┌──
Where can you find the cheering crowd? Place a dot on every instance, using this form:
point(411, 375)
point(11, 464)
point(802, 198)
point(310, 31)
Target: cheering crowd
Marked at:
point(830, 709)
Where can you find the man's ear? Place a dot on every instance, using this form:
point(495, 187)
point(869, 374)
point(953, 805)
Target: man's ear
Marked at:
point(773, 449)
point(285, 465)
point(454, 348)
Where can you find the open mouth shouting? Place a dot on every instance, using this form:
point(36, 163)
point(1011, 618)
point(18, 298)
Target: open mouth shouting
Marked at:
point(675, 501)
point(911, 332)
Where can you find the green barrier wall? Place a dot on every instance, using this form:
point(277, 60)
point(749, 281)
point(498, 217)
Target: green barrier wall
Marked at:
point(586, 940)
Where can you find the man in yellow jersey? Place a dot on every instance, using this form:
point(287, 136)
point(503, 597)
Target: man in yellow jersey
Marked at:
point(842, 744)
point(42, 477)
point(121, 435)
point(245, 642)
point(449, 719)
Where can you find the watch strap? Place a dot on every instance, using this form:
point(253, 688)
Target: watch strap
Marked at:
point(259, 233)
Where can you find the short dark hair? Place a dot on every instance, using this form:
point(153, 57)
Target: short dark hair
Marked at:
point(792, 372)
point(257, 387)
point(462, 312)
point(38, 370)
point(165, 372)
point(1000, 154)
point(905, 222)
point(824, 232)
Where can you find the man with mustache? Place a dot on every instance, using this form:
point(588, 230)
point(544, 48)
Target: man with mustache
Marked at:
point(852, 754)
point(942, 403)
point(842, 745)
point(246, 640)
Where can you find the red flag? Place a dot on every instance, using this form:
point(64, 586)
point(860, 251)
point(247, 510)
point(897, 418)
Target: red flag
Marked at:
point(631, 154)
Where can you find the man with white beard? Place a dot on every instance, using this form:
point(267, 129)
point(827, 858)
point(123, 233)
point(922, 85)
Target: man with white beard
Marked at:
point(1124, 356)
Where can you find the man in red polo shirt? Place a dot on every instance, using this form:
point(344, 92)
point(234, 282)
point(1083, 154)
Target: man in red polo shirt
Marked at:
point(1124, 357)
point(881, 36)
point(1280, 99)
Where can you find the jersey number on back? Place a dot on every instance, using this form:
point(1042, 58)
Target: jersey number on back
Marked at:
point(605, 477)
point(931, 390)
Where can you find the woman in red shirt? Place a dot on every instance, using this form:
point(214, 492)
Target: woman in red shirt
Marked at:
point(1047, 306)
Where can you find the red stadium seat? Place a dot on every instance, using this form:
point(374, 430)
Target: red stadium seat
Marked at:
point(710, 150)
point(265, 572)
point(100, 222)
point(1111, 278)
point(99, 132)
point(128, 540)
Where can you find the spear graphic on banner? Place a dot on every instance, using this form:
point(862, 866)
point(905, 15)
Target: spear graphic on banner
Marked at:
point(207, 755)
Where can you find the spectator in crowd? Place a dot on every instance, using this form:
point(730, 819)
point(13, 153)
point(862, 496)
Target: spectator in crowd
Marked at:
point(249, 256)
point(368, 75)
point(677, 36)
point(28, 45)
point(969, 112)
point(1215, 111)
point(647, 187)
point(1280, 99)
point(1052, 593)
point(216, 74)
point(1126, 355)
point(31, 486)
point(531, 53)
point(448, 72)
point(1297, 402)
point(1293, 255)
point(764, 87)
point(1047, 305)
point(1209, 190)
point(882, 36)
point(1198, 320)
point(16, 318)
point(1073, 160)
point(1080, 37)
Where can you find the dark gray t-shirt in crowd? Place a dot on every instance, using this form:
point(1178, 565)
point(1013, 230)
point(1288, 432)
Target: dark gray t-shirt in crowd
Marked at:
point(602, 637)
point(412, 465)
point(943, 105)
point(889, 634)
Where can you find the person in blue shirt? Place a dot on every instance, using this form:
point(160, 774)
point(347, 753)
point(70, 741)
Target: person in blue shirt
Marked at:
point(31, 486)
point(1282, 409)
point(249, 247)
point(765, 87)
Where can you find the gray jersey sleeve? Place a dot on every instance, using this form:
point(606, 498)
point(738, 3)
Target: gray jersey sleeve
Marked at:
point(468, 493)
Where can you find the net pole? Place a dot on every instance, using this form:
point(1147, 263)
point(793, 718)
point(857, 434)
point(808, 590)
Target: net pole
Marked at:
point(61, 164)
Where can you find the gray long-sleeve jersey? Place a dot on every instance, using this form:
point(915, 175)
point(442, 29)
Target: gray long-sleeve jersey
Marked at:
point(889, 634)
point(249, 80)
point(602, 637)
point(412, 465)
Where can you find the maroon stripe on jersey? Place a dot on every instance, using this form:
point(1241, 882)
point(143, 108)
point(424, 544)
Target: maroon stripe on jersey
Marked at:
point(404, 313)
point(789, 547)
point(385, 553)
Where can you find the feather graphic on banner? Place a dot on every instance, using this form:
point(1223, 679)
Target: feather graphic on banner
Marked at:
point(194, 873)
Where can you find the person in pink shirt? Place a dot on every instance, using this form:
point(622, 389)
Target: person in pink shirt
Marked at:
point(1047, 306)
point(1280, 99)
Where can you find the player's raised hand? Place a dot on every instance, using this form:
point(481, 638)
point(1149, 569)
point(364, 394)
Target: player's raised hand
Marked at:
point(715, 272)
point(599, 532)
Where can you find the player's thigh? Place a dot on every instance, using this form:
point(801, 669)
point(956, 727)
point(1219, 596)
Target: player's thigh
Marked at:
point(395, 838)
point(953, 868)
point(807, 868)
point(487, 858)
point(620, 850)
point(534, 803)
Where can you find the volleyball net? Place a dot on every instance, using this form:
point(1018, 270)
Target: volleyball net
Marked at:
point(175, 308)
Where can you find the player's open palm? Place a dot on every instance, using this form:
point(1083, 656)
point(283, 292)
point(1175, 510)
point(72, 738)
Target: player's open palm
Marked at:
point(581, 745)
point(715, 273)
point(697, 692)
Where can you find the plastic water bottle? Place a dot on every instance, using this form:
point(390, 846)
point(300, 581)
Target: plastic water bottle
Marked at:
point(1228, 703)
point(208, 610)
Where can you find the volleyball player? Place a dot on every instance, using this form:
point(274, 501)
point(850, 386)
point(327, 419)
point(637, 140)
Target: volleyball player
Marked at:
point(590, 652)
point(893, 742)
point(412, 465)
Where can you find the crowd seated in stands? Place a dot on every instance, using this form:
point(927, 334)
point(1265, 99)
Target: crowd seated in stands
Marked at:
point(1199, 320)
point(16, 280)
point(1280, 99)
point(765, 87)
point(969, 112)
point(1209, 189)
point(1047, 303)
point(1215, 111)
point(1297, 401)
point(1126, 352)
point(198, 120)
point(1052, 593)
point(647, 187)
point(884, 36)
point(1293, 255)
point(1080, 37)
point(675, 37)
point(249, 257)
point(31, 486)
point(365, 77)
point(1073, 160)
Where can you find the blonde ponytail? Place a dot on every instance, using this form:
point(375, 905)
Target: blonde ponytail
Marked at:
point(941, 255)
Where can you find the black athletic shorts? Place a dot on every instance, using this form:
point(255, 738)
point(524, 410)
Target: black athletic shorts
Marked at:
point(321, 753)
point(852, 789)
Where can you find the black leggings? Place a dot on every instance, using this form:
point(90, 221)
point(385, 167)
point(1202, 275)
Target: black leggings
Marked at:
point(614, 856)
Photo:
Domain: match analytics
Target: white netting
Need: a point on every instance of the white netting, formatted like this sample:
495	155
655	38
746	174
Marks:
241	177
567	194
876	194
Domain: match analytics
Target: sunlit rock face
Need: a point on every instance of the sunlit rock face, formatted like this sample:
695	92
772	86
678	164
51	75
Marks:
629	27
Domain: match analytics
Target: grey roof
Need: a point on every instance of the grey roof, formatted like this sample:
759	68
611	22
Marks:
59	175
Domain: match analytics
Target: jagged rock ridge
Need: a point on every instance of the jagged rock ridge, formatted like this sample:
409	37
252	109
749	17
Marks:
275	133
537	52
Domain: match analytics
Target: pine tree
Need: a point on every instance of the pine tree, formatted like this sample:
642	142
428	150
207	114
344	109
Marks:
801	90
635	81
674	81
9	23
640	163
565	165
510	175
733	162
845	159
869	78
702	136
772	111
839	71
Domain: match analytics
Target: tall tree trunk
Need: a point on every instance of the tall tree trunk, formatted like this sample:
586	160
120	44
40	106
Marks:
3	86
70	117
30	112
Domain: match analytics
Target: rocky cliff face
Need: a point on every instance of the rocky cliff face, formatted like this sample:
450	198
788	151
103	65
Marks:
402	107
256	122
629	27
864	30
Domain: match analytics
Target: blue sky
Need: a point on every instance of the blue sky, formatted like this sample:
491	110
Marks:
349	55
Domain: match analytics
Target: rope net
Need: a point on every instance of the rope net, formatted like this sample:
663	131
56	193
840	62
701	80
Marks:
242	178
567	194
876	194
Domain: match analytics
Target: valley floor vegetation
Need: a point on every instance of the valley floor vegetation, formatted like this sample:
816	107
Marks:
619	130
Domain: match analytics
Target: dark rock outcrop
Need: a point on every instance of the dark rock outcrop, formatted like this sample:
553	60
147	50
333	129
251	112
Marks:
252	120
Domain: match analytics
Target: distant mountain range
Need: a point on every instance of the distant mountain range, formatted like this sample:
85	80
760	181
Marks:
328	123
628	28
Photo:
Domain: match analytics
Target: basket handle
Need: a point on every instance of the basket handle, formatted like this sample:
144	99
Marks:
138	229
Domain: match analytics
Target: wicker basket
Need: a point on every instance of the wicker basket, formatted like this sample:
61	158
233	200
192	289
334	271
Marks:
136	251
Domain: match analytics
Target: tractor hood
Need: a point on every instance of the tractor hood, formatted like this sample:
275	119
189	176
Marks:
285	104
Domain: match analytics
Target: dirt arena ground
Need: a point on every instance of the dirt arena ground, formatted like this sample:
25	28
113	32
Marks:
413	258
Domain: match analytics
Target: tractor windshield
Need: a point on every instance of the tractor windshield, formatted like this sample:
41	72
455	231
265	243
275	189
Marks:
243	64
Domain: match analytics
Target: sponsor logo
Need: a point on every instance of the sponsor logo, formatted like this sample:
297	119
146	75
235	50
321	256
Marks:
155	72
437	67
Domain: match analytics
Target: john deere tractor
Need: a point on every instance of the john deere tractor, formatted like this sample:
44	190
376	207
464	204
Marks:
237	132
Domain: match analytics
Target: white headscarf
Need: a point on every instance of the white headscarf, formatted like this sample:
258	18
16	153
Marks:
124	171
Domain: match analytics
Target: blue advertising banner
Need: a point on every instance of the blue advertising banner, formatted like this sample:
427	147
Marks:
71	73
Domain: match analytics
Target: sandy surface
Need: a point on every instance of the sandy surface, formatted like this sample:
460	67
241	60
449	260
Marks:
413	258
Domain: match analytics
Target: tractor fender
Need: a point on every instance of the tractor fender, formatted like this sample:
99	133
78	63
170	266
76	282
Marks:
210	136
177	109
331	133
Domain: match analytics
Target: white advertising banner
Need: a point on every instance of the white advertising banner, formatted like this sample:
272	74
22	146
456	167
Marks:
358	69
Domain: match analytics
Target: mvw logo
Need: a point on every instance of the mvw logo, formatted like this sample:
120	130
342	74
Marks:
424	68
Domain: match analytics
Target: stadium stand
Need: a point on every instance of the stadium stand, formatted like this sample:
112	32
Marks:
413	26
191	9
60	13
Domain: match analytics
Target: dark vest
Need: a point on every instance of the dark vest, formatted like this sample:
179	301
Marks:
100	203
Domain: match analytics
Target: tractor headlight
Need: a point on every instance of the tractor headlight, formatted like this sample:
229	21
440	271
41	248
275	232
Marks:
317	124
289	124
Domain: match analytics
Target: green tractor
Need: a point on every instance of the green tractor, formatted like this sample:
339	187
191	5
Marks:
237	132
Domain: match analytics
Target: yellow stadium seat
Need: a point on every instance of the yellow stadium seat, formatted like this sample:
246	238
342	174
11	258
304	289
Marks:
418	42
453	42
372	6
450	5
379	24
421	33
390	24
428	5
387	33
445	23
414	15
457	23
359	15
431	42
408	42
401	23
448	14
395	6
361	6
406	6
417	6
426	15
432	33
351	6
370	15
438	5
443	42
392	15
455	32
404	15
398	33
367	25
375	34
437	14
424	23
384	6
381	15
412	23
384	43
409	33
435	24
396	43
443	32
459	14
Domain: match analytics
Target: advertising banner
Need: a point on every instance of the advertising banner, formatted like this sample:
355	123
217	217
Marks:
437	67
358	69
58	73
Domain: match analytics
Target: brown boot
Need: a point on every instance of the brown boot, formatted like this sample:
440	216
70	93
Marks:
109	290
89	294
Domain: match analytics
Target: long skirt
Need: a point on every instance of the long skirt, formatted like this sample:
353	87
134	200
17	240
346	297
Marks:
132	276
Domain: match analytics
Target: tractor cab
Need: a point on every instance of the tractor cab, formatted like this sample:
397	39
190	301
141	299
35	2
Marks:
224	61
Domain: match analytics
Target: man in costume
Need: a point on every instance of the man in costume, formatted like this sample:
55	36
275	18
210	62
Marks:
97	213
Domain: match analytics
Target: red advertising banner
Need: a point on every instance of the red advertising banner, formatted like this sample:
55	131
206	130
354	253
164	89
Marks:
└──
TASK TO CARRY OUT -> Reproduce verbatim the stretch of items from the line containing "Where can you find the man with mustache?" through the line containing "point(207, 755)", including both of those lines.

TASK SOLUTION ->
Where can you find the man with mustache? Place a dot on every instance, using this form:
point(588, 230)
point(544, 48)
Target: man with mustache
Marked at:
point(852, 754)
point(942, 403)
point(842, 745)
point(246, 640)
Where can you find the red flag? Place a dot on every instance, using this form:
point(64, 586)
point(860, 251)
point(247, 510)
point(897, 418)
Target: red flag
Marked at:
point(631, 154)
Where can you find the man with white beard? Place a dot on every instance, using this form:
point(267, 129)
point(827, 858)
point(123, 233)
point(922, 85)
Target: man with white beard
Marked at:
point(1124, 356)
Where can you find the man in red polo shirt? Place a dot on every instance, using this form:
point(344, 92)
point(234, 282)
point(1083, 154)
Target: man in red polo shirt
Marked at:
point(1124, 357)
point(881, 36)
point(1280, 99)
Where can you find the jersey number on back? Place a dot on every instance, using this form:
point(1042, 58)
Target: jersey number on back
Marked at:
point(605, 477)
point(931, 390)
Where can you find the woman in red shirt? Place a dot on every instance, using this form:
point(214, 492)
Target: woman in red shirt
Marked at:
point(1047, 306)
Where can you find the red stadium seat? Place a dot on every instance, using this form:
point(374, 430)
Target: red stadium seat
Marked at:
point(710, 150)
point(265, 572)
point(100, 222)
point(1111, 278)
point(99, 132)
point(128, 540)
Where can you find the spear graphic on banner? Place a dot on every instance, using this form:
point(862, 866)
point(905, 15)
Target: spear graphic on banner
Marked at:
point(207, 755)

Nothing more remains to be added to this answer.